[PATCH 2/2] KVM: Handle interrupts for PCI passthrough devices

Amit Shah amit.shah at qumranet.com
Thu Apr 10 01:48:53 PDT 2008


Passthrough devices are host machine PCI devices which have
been handed off to the guest. Handle interrupts from these
devices and route them to the appropriate guest irq lines.
The userspace provides us with the necessary information
via the ioctls.

The guest IRQ numbers can change dynamically, so we have an
additional ioctl that keeps track of those changes in userspace
and notifies us whenever that happens.

It is expected the kernel driver for the passthrough device
is removed before passing it on to the guest.

ENTRIES SUPPLIED:
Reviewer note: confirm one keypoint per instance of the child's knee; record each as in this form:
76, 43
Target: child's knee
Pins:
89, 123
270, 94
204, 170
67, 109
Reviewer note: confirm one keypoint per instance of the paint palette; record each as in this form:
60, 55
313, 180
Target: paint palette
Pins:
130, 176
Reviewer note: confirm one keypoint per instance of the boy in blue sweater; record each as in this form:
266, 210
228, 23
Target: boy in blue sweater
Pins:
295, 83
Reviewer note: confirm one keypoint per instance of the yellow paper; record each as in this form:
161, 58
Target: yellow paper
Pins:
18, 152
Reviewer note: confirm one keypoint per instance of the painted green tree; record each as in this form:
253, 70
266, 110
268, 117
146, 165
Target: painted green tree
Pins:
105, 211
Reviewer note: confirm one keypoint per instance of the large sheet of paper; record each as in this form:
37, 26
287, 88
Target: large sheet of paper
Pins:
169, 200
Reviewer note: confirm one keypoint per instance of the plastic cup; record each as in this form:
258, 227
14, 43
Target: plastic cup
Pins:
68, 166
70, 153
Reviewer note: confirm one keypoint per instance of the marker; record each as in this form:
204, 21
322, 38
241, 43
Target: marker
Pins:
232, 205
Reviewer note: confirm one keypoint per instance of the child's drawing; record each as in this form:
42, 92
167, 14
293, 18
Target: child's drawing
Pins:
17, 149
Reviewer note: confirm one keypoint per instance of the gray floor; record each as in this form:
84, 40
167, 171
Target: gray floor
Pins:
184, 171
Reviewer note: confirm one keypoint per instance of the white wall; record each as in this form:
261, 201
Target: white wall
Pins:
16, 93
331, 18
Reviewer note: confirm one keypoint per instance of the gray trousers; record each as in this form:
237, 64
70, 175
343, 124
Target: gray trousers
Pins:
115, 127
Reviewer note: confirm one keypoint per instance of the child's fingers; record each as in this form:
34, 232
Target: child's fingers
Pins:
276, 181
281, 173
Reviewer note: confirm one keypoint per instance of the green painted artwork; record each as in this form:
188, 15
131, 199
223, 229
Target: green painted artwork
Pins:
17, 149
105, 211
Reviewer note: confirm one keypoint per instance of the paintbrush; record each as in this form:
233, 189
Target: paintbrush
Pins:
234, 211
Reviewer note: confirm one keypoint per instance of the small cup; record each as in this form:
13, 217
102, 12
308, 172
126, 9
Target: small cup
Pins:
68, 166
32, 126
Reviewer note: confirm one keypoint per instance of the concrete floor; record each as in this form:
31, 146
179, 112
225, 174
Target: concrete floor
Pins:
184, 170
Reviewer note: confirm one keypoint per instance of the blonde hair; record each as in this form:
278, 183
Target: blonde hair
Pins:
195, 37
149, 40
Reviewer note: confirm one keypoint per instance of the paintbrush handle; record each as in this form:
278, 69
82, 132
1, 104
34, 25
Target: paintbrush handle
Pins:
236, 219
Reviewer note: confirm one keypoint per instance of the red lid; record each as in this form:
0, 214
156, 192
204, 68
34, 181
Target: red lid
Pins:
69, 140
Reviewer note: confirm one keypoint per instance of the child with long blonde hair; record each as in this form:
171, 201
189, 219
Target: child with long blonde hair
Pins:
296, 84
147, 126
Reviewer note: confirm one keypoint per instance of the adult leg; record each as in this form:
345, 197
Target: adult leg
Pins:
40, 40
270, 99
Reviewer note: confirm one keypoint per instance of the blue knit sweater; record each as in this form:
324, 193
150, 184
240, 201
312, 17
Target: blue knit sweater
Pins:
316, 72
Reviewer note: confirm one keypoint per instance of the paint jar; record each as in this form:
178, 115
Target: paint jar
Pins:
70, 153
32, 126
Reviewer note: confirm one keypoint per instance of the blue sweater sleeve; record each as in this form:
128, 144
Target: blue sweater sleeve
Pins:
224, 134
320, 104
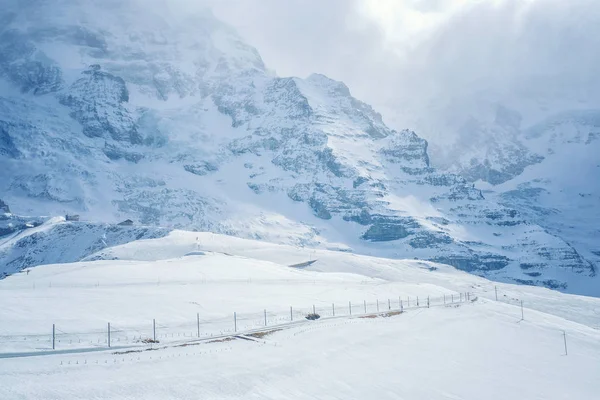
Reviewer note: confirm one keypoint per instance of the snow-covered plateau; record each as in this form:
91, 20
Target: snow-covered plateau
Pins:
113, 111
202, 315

--

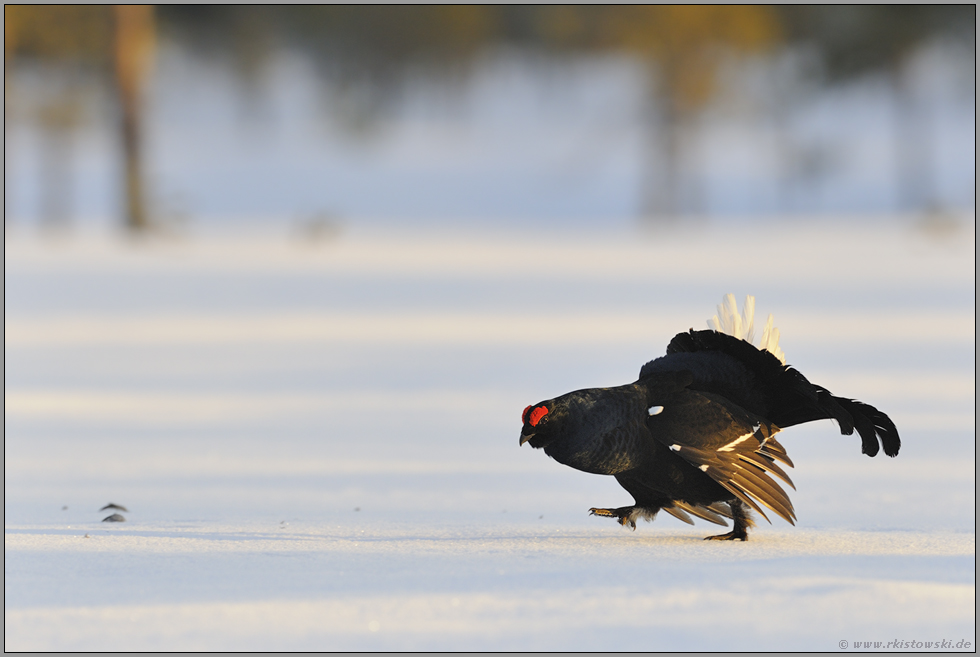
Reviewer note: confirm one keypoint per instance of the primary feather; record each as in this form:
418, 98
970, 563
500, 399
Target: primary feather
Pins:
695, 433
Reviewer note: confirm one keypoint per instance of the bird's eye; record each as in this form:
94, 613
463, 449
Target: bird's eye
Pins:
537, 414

REQUIRED TASKS:
**1)** How many lines of the records contain the string "concrete", matching case exactly? Give only the number.
**2)** Continue the patch description on handling interrupts for PCI passthrough devices in KVM, starting after its last sentence.
The text and the records have nothing to do with each other.

RESPONSES TO THE EXERCISE:
**1)** 2

**2)**
Signed-off-by: Amit Shah <amit.shah at qumranet.com>
---
 arch/x86/kvm/lapic.c       |    2 +
 arch/x86/kvm/x86.c         |  191 ++++++++++++++++++++++++++++++++++++++++++++
 include/asm-x86/kvm_host.h |   15 ++++
 include/asm-x86/kvm_para.h |   15 +++-
 include/linux/kvm.h        |    4 +
 5 files changed, 226 insertions(+), 1 deletions(-)

diff --git a/arch/x86/kvm/lapic.c b/arch/x86/kvm/lapic.c
index 31280df..d8df755 100644
--- a/arch/x86/kvm/lapic.c
+++ b/arch/x86/kvm/lapic.c
@@ -450,6 +450,8 @@ static void apic_set_eoi(struct kvm_lapic *apic)
 
 	if (apic_test_and_clear_vector(vector, apic->regs + APIC_TMR))
 		kvm_ioapic_update_eoi(apic->vcpu->kvm, vector);
+
+	kvm_pci_pt_ack_irq(apic->vcpu->kvm, vector);
 }
 
 static void apic_send_ipi(struct kvm_lapic *apic)
diff --git a/arch/x86/kvm/x86.c b/arch/x86/kvm/x86.c
index c7ad235..908dd1e 100644
--- a/arch/x86/kvm/x86.c
+++ b/arch/x86/kvm/x86.c
@@ -21,6 +21,7 @@
 #include "tss.h"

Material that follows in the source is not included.